▶ **EXERCISE**: Copy out verbatim the lines of the listing below, beginning with the line that contains "Would you be able to indicate the dark blue" and continuing through the last line of the listing.

▶ **PROVIDED DATA**:
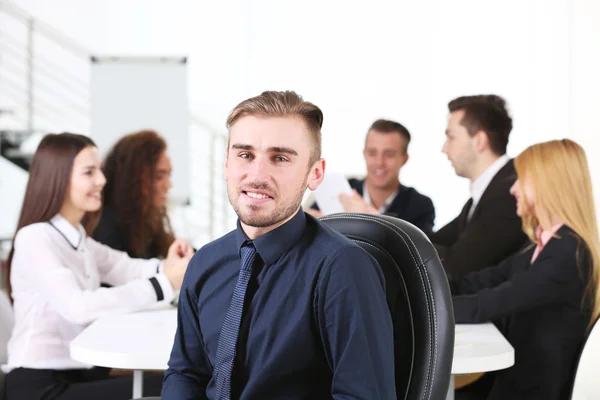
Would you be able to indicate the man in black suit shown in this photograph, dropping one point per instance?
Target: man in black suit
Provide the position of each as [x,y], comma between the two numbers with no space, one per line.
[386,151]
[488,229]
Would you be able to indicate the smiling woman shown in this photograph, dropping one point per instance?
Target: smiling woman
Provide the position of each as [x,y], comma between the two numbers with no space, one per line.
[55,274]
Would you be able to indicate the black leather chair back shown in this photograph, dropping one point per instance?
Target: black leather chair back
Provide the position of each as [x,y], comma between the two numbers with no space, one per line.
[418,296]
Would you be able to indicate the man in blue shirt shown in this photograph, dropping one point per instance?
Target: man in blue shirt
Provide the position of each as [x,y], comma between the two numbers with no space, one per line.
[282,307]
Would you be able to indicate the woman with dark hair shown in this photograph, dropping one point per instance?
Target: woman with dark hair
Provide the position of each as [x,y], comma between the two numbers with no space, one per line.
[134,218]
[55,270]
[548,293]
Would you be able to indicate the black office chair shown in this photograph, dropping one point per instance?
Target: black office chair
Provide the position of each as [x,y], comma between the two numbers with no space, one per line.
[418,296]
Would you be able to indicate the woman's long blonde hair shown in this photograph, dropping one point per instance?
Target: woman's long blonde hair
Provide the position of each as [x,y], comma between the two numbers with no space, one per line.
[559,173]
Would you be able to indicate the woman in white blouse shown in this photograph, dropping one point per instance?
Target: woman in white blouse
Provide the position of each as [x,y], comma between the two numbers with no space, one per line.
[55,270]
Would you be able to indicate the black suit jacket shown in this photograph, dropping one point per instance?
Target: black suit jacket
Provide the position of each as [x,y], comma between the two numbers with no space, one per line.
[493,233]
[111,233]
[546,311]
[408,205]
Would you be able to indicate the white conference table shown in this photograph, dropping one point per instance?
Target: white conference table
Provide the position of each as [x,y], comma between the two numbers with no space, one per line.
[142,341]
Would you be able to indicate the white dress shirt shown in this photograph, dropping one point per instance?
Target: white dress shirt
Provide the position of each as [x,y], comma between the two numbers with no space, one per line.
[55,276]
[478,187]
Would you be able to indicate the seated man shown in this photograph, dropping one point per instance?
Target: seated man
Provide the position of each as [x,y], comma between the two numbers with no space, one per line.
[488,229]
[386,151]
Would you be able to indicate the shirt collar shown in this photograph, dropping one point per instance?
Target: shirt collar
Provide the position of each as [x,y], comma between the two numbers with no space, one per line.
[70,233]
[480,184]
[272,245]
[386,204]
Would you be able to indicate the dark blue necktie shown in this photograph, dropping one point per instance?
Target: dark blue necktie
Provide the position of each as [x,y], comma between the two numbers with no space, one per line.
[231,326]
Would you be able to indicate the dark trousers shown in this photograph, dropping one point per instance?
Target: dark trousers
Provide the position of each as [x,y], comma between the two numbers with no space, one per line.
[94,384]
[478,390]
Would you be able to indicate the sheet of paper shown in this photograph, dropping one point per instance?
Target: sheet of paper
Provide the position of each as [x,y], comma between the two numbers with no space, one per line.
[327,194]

▶ **ANSWER IN FULL**:
Would you be able to indicate the dark blue necktie shown in this photograph, dropping one point per instance?
Target: dark blue necktie
Provide the position of each as [x,y], comma between the two numbers with no space, one per line.
[231,326]
Would you be able to indicate the dark trousers shown in this photograph, dropping one point per instance?
Target: dark trousers
Provide the position of each as [x,y], comma between the two numbers with no space, one per line.
[94,384]
[478,390]
Would you be able to indicate the sheet of paper shown in this photograph, dropping one point per instance?
Target: sheet of paper
Provide the position of each as [x,y], comma between the two numbers with no space, one per line.
[327,194]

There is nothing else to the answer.